** BEGIN DATA SHOWN **

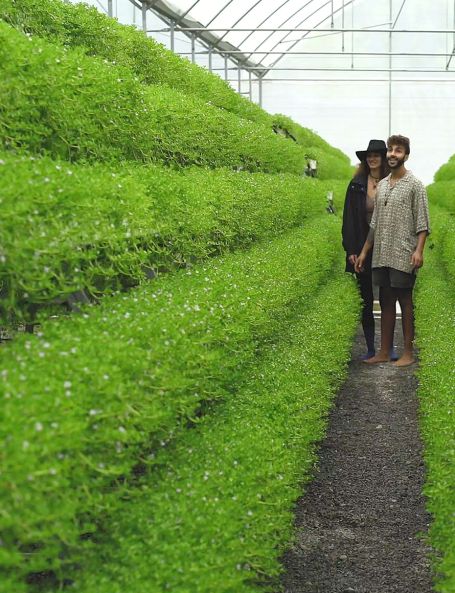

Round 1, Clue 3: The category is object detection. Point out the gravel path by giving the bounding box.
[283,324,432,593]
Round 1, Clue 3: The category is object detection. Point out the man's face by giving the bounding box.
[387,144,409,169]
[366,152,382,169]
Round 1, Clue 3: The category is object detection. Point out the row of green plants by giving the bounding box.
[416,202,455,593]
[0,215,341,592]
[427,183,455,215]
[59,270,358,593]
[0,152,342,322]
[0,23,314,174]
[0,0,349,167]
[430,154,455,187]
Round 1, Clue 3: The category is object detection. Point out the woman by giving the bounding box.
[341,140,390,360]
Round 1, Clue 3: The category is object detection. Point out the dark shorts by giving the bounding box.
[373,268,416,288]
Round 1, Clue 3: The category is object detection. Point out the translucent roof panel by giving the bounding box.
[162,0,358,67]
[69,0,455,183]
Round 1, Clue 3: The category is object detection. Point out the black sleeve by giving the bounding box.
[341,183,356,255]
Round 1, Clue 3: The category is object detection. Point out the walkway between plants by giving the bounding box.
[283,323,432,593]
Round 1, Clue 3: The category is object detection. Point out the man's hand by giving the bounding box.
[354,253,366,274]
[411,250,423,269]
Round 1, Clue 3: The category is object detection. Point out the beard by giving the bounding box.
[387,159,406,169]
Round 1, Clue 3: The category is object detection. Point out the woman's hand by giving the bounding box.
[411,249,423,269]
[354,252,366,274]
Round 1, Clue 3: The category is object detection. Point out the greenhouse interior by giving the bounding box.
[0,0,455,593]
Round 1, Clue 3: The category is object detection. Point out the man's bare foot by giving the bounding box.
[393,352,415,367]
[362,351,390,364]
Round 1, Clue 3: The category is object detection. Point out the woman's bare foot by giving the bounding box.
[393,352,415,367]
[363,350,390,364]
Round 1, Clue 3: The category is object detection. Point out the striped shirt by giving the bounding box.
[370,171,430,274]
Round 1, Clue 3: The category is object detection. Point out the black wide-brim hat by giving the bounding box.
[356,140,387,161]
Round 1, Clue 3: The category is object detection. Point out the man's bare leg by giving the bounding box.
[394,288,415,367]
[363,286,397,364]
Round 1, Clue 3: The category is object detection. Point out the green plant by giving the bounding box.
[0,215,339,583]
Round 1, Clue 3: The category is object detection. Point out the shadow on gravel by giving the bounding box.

** END DATA SHOWN **

Repeat all the rows above word for word, but leave out the pictures.

Round 1, Clue 3: The category is object detection. Point out the gravel path by giving the bounding box.
[283,324,432,593]
Round 1, Clue 3: The category is object detection. Point out the man's face by giving the bounding box.
[387,144,409,169]
[366,152,382,169]
Round 1, Clue 3: The category is object detection. Point out the row of green plants by giving the bounding box.
[416,202,455,593]
[0,215,341,592]
[427,183,455,215]
[59,270,358,593]
[0,152,342,322]
[0,23,314,174]
[0,0,349,167]
[430,154,455,187]
Round 1, Clue 3: The category is object detection. Point out the woman by giving the bounding box.
[341,140,390,360]
Round 1, Clue 3: The category is object detection. Point out the dark shorts by giving the bounding box.
[373,268,416,288]
Round 1, Clue 3: The category is object detection. Point out the translucent roof panel by giving the bounding box.
[162,0,358,67]
[69,0,455,183]
Round 1, Clue 3: The category is object detection. Point out the black sleeve by giving the bounding box.
[341,183,356,255]
Round 1, Clue 3: The category is object detection. Point out the walkway between plants by giving the bounding box.
[283,323,432,593]
Round 1, Clue 3: The category is object detection. Point out the man's hand by giving the bounding box.
[354,253,366,274]
[411,250,423,269]
Round 1, Clue 3: The category is object detection. Point out the beard by giving the bounding box.
[387,159,406,169]
Round 1, Clue 3: The category is object detection. Point out the woman's hand by giving the bounding box.
[411,249,423,269]
[354,252,366,274]
Round 1, Clue 3: The category is object detection. Point out the greenhouse interior by giving the bounding box.
[0,0,455,593]
Round 1, Clue 3: The category is object detection. Point out the man's bare foot by giving the bounding box.
[393,352,415,367]
[362,351,390,364]
Round 1, Clue 3: The category is object detection. Point out the woman's bare foot by giving the bounding box.
[393,352,415,367]
[363,350,390,364]
Round 1, Clue 3: The category is object detection. Point out the striped shirt by giving the bounding box.
[370,171,430,274]
Round 1, Clue 3: The category is object detection. Point out the black wide-brim hat by giving the bounding box.
[356,140,387,161]
Round 1, Clue 3: The category is object detection. Point out the man's bare leg by giving the bounding box.
[394,288,415,367]
[363,286,397,364]
Round 1, Clue 3: The category is object detection. Point out the green plant by giving the bounding box.
[0,215,339,583]
Round 1, Clue 3: The category is object detection. Point out the shadow on gravel by giving the bounding box.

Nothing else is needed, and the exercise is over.